──────── Records provided ────────
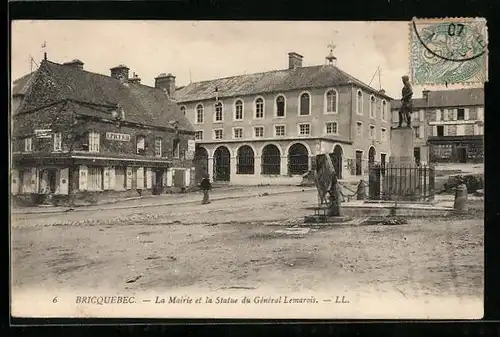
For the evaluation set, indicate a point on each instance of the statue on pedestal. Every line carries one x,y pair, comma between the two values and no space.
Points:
406,102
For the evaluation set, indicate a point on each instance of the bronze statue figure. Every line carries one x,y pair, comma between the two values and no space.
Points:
406,102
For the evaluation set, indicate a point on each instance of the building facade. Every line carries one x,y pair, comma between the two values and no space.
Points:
448,126
76,133
266,128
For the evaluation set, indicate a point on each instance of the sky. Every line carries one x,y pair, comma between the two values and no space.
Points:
203,50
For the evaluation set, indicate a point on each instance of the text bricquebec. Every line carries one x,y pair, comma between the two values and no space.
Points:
101,300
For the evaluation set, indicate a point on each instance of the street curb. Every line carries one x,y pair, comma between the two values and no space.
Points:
84,208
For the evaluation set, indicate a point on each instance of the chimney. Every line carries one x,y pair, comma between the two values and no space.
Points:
120,72
166,82
294,60
135,79
75,64
425,93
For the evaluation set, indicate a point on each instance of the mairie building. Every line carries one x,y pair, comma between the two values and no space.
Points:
266,128
79,133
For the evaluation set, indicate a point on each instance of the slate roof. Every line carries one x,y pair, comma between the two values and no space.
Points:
272,81
448,98
142,104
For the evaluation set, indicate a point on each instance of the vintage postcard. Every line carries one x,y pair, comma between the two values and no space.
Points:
232,169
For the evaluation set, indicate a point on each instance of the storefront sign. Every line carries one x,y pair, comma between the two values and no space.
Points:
122,137
43,133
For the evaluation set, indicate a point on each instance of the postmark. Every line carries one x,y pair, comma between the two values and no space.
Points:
448,51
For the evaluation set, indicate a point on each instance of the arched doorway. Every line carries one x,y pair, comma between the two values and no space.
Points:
298,159
200,162
245,160
222,164
371,156
336,156
271,160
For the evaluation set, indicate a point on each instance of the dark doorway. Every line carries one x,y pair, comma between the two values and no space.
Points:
462,154
298,159
416,155
359,163
337,160
222,164
200,162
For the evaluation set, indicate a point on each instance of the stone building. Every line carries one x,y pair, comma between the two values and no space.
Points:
448,125
79,133
266,128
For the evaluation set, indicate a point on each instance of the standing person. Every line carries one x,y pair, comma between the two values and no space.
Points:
205,187
406,103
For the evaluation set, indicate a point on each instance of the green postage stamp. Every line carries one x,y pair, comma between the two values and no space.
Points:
448,51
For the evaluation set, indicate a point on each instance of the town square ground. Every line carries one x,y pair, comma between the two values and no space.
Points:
175,243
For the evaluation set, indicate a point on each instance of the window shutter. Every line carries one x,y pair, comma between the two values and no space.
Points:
106,179
149,181
14,176
82,182
129,178
64,181
438,115
140,178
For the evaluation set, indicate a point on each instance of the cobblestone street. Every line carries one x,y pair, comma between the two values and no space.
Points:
233,243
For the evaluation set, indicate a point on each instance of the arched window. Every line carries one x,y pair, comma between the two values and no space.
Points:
245,160
384,109
331,101
280,106
298,159
259,108
359,103
271,160
199,114
218,112
238,110
373,106
305,102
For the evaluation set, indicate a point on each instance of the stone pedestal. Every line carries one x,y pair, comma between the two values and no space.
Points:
402,173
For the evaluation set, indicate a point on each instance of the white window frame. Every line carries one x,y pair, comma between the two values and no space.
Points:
326,112
255,108
255,131
359,98
215,112
215,134
158,146
57,139
284,130
234,133
336,128
300,101
370,128
242,109
276,106
94,141
383,134
28,144
196,120
373,106
359,134
383,114
298,129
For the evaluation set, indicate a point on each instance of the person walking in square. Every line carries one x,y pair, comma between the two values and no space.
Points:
206,186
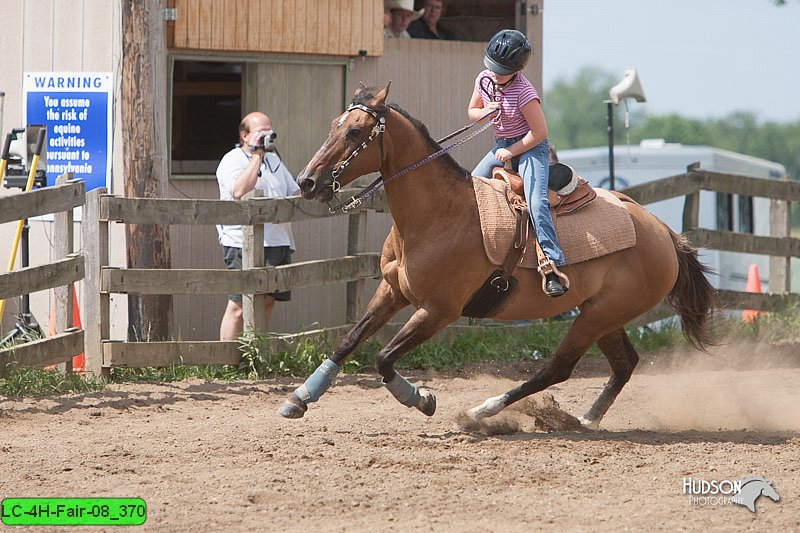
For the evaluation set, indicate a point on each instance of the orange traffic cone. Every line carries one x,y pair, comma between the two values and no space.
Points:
────────
Set problem:
Quote all of the data above word for word, leaving out the pictures.

Complete response:
For the evaluation set, indicate a point on each instance of the statue on pedestal. Every line carries one x,y pair, comma between the two values and no space.
Points:
406,102
For the evaluation set, indicate a point on each instance of the bronze statue figure. Every line carries one x,y pair, comma between the two values and no space.
Points:
406,102
For the evaluation set, indicate a point on each instance of the building facade. Every line carries one x,y pair, comma between the two values and no space.
Points:
448,126
76,133
266,128
For the evaluation set, indicate a point on each instance of the sky. Every line carries one x,y pair, comma between the two values and no space.
Points:
203,50
For the evaluation set, indicate a point on each instance of the text bricquebec. Every line carries one x,y pair, comma between the two values and no space.
Points:
101,300
For the evaluation set, indicate a point on each instance of the street curb. Every line carries one x,y pair, comma between the two values and no space.
Points:
84,208
For the evaluation set, indicate a point on each instance of the chimney. Every line carries one x,y pair, comma between the two values and no space.
Points:
120,72
166,82
294,60
135,79
75,64
425,93
For the evaluation set, indicate a point on each instance of the mairie building. Every line carries one x,y pair, comma between the two values and no space.
Points:
266,128
79,133
For the evaluation set, indicate a point on each instance of the slate roof. Every line carries one x,y pair, comma between the two values and no space.
Points:
272,81
448,98
142,104
For the evaluation set, indicate a point on each instance of the vintage postcard. Every line carries one x,y pair, comma between the two values and no space.
Points:
232,169
For the evaluation set, indicate a point on each instance of the storefront sign. Every line carries one x,y pair, comma between the two values and no space.
Points:
122,137
43,133
For the evaluation set, indicate a point on each instance of the postmark. Every line carries one x,y pair, comma between the two values and no space.
Points:
448,51
For the evaluation set, indicate a point on each instance of the arched doorway. Every line carries one x,y pair, comma between the two values and no space.
Points:
298,159
200,162
245,160
222,164
371,156
336,156
271,160
For the evaluation set, indicate a point on each instance of the dark doorway. Every line carries one x,y pair, comma between the two values and no space.
Points:
462,154
298,159
416,155
359,163
337,160
222,164
200,162
For the evaluation set, indicate a point on each instance of the stone building. Every line carries one x,y pair, comma between the two values and no space.
Points:
448,125
79,133
266,128
For the evaluation set, indicate a point on each instance of the standing person. Every line carries one x,y pair, comma between the two values and no space.
Points:
205,187
406,103
For the evaluation set, indicate a point on each instance of the green postage stamp. Every line carries one x,y pair, comma between the two values and no space.
Points:
448,51
For the evaluation set, indicate a point on each instance of the town square ground. Every line carries one x,y pair, comma between the two values and no space.
Points:
175,243
For the evaluation set, indicate a point on each instance of the window shutter. Every line carries one x,y pair, comma between the two values and no space.
Points:
106,179
149,181
14,176
82,182
129,178
64,181
438,115
140,178
For the evaluation set, indicate a point on each instance of the cobblestone street. Every line carries one x,y pair, comma between the two values and no space.
Points:
233,243
For the evaluation set, indicate a point on each instance of the arched window. Every line carries one x,y pair, comma between the two values and no space.
Points:
245,160
384,109
331,101
280,106
298,159
259,108
359,103
271,160
199,114
218,112
238,110
373,106
305,102
For the evaluation set, indicate a point on each instance of the stone pedestal. Every line carries one x,y pair, comma between the two values and no space.
Points:
402,173
For the evaluation set, indicate a point on each instance of the white window frame. Every line carries one x,y pair, comma between the two values and no space.
Points:
326,112
255,108
255,131
359,98
215,112
215,134
158,146
57,139
284,130
234,133
336,128
300,101
370,128
242,109
276,106
94,141
383,134
28,144
196,120
373,106
359,134
383,114
298,129
For the evaluation set, indicate a point on each instance of the person walking in square. Every line carries one x,y pair, comma between the two values and no space.
Points:
206,186
For the evaluation set, indicate a point on each instance of the orange traffic cone. Every line carries one x,y pair, comma between the two values and no space.
Points:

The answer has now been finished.